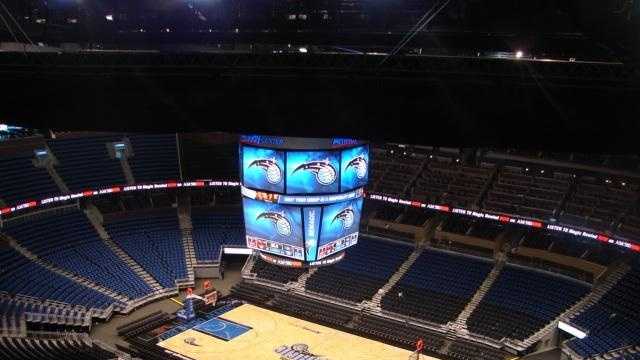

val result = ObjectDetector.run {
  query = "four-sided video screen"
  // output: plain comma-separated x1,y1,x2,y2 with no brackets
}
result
240,145,369,194
240,138,369,262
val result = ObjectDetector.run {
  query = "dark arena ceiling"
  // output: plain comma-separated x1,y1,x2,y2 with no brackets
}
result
0,0,640,152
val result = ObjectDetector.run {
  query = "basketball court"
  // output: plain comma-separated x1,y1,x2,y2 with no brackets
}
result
158,304,437,360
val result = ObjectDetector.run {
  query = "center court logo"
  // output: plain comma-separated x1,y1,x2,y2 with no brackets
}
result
274,344,329,360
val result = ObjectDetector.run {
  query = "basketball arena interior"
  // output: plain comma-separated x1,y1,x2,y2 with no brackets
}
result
0,127,640,360
0,0,640,360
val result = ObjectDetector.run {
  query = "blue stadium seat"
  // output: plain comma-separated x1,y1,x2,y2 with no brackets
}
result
306,237,413,302
4,210,151,299
467,265,590,340
105,209,187,288
381,249,493,324
0,248,116,309
568,262,640,357
191,208,246,263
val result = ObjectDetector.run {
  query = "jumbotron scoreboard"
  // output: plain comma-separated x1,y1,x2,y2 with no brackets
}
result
240,136,369,267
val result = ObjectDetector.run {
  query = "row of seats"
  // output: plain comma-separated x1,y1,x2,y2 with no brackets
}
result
191,207,246,263
484,167,570,219
104,209,187,288
560,177,638,230
381,249,493,324
0,337,118,360
0,296,87,328
252,258,306,284
3,209,152,299
271,294,355,326
467,265,590,340
0,248,116,309
568,261,640,357
306,237,413,303
0,134,180,205
0,152,60,205
412,157,493,207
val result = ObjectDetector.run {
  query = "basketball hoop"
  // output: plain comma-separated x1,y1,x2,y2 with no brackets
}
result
409,339,424,360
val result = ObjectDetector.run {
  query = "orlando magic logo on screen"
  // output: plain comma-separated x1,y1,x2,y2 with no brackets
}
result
331,207,355,230
347,155,367,179
293,159,338,185
249,158,282,185
256,211,291,236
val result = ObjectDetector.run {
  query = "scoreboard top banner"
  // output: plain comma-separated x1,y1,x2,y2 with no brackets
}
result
239,139,370,195
240,135,366,150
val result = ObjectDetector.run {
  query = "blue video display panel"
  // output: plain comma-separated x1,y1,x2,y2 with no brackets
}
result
317,198,362,260
242,197,304,260
287,151,340,194
340,146,369,191
303,206,322,261
242,146,285,193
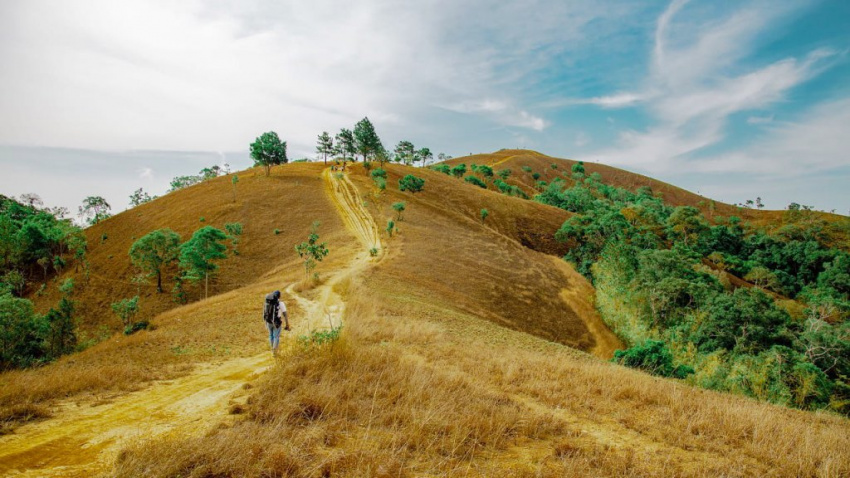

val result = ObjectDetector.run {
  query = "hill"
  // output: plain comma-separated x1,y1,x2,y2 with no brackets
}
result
0,159,850,476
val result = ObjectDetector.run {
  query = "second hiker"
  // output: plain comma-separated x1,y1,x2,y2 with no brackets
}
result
263,290,289,354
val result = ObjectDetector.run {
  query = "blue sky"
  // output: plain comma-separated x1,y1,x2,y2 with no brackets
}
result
0,0,850,214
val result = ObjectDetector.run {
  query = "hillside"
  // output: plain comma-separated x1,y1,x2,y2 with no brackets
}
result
0,157,850,476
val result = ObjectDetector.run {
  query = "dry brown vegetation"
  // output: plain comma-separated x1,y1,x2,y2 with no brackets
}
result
0,152,850,477
114,282,850,477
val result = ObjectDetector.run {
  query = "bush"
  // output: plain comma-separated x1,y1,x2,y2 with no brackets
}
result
463,176,487,189
431,164,452,175
612,340,694,378
398,174,425,193
452,164,466,179
124,320,150,335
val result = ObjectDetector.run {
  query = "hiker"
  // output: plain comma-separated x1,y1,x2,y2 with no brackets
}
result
263,290,290,355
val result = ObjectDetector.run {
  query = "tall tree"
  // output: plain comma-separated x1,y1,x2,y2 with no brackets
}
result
295,221,328,280
336,128,357,171
416,148,434,166
316,131,334,164
79,196,112,224
180,226,227,298
395,140,416,165
251,131,289,176
130,229,180,293
354,117,381,161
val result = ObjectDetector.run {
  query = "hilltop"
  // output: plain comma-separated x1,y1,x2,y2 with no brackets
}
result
0,155,850,476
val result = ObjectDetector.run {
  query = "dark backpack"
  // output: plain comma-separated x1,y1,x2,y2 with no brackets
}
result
263,295,279,327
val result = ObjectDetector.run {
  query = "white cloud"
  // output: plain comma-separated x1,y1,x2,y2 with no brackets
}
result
747,115,774,124
587,0,835,173
695,98,850,177
139,168,153,179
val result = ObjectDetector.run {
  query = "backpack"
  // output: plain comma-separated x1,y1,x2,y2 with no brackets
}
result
263,294,280,327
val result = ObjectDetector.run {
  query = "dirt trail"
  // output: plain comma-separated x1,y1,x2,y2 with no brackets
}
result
0,166,382,477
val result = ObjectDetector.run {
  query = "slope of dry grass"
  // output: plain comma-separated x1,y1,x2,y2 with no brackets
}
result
114,280,850,477
0,164,353,426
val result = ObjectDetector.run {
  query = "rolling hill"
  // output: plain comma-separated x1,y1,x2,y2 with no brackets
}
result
0,155,850,476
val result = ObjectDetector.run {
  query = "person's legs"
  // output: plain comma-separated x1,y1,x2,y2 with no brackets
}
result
266,322,275,348
270,325,280,353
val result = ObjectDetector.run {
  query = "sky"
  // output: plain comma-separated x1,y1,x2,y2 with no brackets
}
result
0,0,850,215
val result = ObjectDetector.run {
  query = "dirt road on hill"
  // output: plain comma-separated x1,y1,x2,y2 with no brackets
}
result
0,170,383,477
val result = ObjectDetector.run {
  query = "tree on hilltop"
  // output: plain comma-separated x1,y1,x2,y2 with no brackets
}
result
395,140,416,165
335,128,357,171
251,131,289,176
354,117,383,161
129,229,180,293
180,226,227,297
316,131,334,164
416,148,434,166
78,196,112,225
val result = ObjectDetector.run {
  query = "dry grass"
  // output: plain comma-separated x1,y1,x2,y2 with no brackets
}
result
114,282,850,477
0,164,352,427
6,159,850,477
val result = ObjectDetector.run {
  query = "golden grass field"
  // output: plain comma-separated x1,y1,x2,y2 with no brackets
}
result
0,152,850,477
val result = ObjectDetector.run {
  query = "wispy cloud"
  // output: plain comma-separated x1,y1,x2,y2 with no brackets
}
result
587,0,835,172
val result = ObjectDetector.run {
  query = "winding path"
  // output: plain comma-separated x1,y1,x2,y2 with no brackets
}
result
0,169,383,477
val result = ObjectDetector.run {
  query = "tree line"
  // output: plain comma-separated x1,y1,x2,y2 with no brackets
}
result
535,163,850,414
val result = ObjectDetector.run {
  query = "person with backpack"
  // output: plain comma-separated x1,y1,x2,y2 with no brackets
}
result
263,290,290,355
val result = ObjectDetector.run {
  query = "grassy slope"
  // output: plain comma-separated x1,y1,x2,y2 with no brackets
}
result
446,149,842,226
0,160,850,476
114,166,850,477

■ ■ ■ ■ ■ ■ ■

**WHAT YOU WILL DO**
Can you gather every line in the records above that contains the word "arena" and copy each one out in full?

**WRITTEN ANSWER**
  query = "dark arena ceiling"
  query = "basketball arena interior"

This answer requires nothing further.